**What is asked**
Please transcribe every entry below word for word, leaving the pictures out of your answer.

**Dataset entries**
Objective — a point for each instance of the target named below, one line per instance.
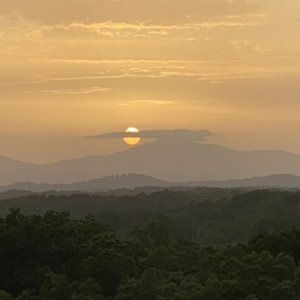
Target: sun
(131, 137)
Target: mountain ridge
(172, 161)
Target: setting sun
(131, 138)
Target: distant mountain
(142, 183)
(170, 161)
(129, 181)
(284, 181)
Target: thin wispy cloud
(161, 135)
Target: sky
(77, 68)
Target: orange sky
(75, 68)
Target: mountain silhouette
(169, 161)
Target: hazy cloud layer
(161, 135)
(75, 67)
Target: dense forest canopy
(56, 257)
(208, 244)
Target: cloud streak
(181, 135)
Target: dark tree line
(54, 256)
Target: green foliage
(54, 256)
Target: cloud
(151, 11)
(182, 135)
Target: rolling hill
(179, 162)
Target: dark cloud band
(177, 134)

**Problem solution**
Objective — a point for each instance of the target named below, one line per instance.
Target: sun
(131, 137)
Target: mountain ridge
(172, 161)
Target: setting sun
(131, 138)
Target: distant mountain
(142, 183)
(170, 161)
(129, 181)
(284, 181)
Target: thin wispy cloud
(161, 135)
Target: sky
(77, 68)
Target: orange sky
(75, 68)
Target: mountain silhouette
(169, 161)
Target: hazy cloud layer
(161, 135)
(75, 67)
Target: dense forest canopy
(56, 257)
(208, 244)
Target: cloud streak
(181, 135)
Target: dark tree line
(54, 256)
Target: green foliage
(54, 256)
Target: cloud
(151, 11)
(182, 135)
Target: rolling hill
(179, 162)
Target: dark cloud band
(177, 134)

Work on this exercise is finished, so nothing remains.